An exact copy of the entries below is required, with all pictures removed.

+++ Task material +++

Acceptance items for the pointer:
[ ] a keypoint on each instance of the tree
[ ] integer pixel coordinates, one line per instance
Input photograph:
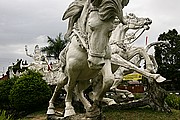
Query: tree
(56, 45)
(168, 57)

+++

Output of the task —
Acceptance items for the pointer:
[ ] a keypoint on each instance of the tree
[ ] integer pixel coordinates, one line per instance
Input photograph:
Query: tree
(56, 45)
(168, 57)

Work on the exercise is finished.